:: Verilen görev A ::
Alıntı metne göre tek kutuplu dünya düzenini hangi gelişmeler sona erdirdi? Bir veya iki cümleyle açıklayın.
:: Verilen görev B ::
Alıntı metinde "Arap Baharı düzmecesiyle" ifadesinden "yapılmalıydı ama ne?..." ifadesine kadar olan kısmı, "Rusya" adını "Moskova" olarak yeniden adlandırıp yazın.

═══ Alıntı metin ═══

Soğuk savaş, 1950’lerin başından, 1991’de Sovyetler Birliği’nin yıkılışına dek yaklaşık 40 yıl sürdü...
Dünya bu süre içinde yeniden şekillendi; bir tarafta Sovyetlerin oluşturduğu “Varşova Paktı”, diğer yanda ABD’nin başını çektiği, Avrupa’nın önemli ülkelerinin yer aldığı “Hür Dünya” ve askeri pakt “NATO!” Bu iki paktın dışında kalan ülkeler de vardı tabii; Çin Halk Cumhuriyeti ve Joseph Tito önderliğindeki “Bağlantısızlar Hareketi...”
Pek çok bunalımın, yerel ve bölgesel savaşın, diğer bir deyişle güç denemesinin yaşandığı, bu süreç sonunda Sovyetlerin çözülüşü ile ABD dünyanın tek “Süper Gücü” olarak zaferini ilan etti... Bu da yaklaşık bir çeyrek asır kadar sürdü... Dünyaya hiç hayır getirmeyen bu dönemde pek çok işgal, yeniden dizayn çalışmaları, 21. Yüzyıl’a egemen olma sevdası hem ekonomik hem siyasal düzlemde bir çok acı ve felaketi de beraberinde getirdi...
Rusya’nın toparlanması, Çin’in müthiş gelişimi, kurulan yeni ittifaklar kartların yeniden karılacağı, tek kutuplu dünya düzeninin de sonunu getirdi...
Arap Baharı düzmecesiyle başlatılan, Ortadoğu’da 22 ülkeyi, yeniden biçimlemeye dönük Büyük Ortadoğu Projesi(BOP), kaydettiği önemli başarıların ardından Suriye’de çamura saplandı!.. Bu “Bölgesel Dünya Savaşı’nda” ABD ve taraftarları kaybetti... Suriye Rejimi devrilmedi... Esad gitmedi...
-Rusya kazandı!..
Bu durum, ABD’nin yakın geleceğe yönelik planlarını da çökertti doğal olarak!..
Rusya ve iki ittifakta(Şanghay İşbirliği Örgütü ve BRİCS) birlikte hareket ettiği Çin, fena halde can sıkmaya başlamıştı...
-Bir şeyler yapılmalıydı ama ne?...

ABD’nin yeni “soğuk savaş” planı!


Tarih 4 Mart 2018... Yer İngiltere Salisbury...
2010 yılında ABD-Rusya arasındaki “Casus Takası” nda serbest kalan Rus eski çifte ajan Sergey Skripal ve kızı Yulia, Salisbury Katedrali ziyareti esnasında zehirlenerek komaya girdi... Yapılan araştırma sonucu şöyle açıklandı:
-Ajan ve kızı kimyasal bir madde olan, sinir gazı olarak bilinen Novichok’a maruz kalmışlardı!..

═══ Sağlanan veriler ═══

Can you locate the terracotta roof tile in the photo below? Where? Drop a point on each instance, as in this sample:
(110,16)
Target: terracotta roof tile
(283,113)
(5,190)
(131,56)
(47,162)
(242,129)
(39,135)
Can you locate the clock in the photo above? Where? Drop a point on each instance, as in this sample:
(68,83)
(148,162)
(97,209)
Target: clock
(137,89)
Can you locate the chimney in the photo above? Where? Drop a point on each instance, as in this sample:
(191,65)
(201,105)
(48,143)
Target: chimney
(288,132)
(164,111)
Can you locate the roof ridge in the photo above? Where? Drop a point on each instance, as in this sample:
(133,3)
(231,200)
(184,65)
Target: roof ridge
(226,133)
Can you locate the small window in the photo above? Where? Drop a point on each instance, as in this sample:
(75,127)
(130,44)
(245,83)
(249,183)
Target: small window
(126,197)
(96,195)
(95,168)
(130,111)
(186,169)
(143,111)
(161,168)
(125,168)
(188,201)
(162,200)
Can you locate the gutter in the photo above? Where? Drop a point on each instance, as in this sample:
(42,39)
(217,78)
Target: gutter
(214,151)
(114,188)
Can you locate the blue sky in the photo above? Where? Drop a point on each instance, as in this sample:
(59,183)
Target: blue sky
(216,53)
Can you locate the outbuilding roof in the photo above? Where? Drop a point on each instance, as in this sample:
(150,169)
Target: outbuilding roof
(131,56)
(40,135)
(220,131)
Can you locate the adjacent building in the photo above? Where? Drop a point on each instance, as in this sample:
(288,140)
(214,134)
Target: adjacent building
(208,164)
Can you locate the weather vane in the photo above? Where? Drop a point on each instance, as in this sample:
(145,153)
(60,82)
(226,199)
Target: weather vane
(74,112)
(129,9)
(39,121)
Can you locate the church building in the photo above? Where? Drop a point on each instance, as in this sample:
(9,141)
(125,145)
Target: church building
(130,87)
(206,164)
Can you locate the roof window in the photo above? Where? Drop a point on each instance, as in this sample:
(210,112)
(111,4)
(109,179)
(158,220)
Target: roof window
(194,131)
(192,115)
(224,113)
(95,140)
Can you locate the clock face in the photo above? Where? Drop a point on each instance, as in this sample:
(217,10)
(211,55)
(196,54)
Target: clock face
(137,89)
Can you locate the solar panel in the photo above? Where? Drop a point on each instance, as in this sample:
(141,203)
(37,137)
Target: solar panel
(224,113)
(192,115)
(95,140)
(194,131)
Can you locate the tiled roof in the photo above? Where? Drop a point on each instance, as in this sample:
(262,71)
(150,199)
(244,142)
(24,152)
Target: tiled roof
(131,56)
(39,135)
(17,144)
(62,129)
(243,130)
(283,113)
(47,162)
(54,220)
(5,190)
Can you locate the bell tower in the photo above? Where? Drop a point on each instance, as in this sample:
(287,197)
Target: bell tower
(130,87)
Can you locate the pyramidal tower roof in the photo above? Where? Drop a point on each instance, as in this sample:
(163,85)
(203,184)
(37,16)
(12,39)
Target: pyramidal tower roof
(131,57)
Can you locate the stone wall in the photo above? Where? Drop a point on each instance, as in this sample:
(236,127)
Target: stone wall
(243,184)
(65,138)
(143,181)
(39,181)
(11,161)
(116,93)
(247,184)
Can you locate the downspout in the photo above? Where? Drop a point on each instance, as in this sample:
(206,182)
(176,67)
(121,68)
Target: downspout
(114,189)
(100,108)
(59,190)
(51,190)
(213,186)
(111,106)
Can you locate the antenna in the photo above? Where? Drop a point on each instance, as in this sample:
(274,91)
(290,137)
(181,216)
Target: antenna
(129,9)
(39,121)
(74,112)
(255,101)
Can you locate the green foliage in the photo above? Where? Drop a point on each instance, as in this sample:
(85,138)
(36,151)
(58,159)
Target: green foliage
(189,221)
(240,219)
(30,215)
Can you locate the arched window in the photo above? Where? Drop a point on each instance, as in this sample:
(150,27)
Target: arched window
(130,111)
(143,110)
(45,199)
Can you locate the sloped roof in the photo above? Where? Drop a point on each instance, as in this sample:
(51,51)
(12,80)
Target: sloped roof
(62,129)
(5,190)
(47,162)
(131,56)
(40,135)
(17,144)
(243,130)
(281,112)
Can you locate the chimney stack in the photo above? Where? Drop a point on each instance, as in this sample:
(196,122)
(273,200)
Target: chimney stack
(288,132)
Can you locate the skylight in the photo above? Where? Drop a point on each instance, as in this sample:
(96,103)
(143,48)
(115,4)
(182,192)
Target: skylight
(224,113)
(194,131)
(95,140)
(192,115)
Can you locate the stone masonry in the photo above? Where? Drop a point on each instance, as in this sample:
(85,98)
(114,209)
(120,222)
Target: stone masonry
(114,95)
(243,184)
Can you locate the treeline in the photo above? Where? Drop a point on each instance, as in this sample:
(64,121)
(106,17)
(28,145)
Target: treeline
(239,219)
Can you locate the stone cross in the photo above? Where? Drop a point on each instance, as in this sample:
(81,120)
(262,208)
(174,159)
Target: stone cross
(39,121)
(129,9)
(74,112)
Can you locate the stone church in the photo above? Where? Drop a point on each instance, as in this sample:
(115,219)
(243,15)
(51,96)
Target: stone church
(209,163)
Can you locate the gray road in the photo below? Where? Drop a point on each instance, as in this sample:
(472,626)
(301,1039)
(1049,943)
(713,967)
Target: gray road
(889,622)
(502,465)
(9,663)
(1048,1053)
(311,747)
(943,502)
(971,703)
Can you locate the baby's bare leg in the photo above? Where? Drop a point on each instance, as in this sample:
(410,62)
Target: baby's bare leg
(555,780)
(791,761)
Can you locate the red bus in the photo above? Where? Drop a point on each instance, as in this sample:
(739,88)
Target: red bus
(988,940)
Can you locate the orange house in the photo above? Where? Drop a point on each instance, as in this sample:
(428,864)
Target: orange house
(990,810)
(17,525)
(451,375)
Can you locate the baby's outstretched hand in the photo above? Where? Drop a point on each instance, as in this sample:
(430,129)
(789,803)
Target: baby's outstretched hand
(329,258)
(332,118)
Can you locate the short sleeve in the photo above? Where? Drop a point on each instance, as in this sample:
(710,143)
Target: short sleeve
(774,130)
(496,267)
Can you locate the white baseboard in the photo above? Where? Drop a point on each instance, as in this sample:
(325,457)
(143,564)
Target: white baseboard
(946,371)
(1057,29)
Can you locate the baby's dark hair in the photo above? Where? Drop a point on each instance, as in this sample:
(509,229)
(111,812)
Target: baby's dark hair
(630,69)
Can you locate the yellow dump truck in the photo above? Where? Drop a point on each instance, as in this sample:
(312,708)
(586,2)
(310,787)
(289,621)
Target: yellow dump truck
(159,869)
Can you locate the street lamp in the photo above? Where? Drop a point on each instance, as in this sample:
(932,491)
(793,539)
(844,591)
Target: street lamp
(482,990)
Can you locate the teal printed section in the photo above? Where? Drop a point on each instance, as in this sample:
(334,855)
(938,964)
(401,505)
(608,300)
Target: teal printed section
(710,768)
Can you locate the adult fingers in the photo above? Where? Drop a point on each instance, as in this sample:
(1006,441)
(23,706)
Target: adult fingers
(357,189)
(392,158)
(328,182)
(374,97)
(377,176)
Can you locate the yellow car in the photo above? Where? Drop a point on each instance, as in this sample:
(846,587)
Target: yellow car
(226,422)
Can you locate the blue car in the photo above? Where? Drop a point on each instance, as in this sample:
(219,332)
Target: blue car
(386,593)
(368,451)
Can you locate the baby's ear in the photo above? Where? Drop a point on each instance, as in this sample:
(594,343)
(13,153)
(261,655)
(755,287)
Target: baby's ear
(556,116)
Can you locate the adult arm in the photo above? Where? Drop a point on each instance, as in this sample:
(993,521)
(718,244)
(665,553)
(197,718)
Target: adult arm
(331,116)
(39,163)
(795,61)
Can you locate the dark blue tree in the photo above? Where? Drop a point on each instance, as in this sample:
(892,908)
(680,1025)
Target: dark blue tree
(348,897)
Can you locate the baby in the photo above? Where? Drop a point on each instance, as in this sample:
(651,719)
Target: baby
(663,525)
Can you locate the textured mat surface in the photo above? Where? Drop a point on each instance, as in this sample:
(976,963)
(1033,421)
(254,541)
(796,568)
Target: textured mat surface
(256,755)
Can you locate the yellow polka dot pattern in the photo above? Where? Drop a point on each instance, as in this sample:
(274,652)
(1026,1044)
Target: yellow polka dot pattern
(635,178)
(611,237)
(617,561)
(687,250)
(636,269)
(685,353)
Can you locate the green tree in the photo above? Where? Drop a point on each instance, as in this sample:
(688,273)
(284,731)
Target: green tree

═══

:: Tam çıktı A ::
Rusya'nın toparlanması, Çin'in müthiş gelişimi ve kurulan yeni ittifaklar kartların yeniden karılmasına yol açtı. Bu gelişmeler tek kutuplu dünya düzeninin sonunu getirdi.

:: Tam çıktı B ::
Arap Baharı düzmecesiyle başlatılan, Ortadoğu’da 22 ülkeyi, yeniden biçimlemeye dönük Büyük Ortadoğu Projesi(BOP), kaydettiği önemli başarıların ardından Suriye’de çamura saplandı!.. Bu “Bölgesel Dünya Savaşı’nda” ABD ve taraftarları kaybetti... Suriye Rejimi devrilmedi... Esad gitmedi...
-Moskova kazandı!..
Bu durum, ABD’nin yakın geleceğe yönelik planlarını da çökertti doğal olarak!..
Moskova ve iki ittifakta(Şanghay İşbirliği Örgütü ve BRİCS) birlikte hareket ettiği Çin, fena halde can sıkmaya başlamıştı...
-Bir şeyler yapılmalıydı ama ne?...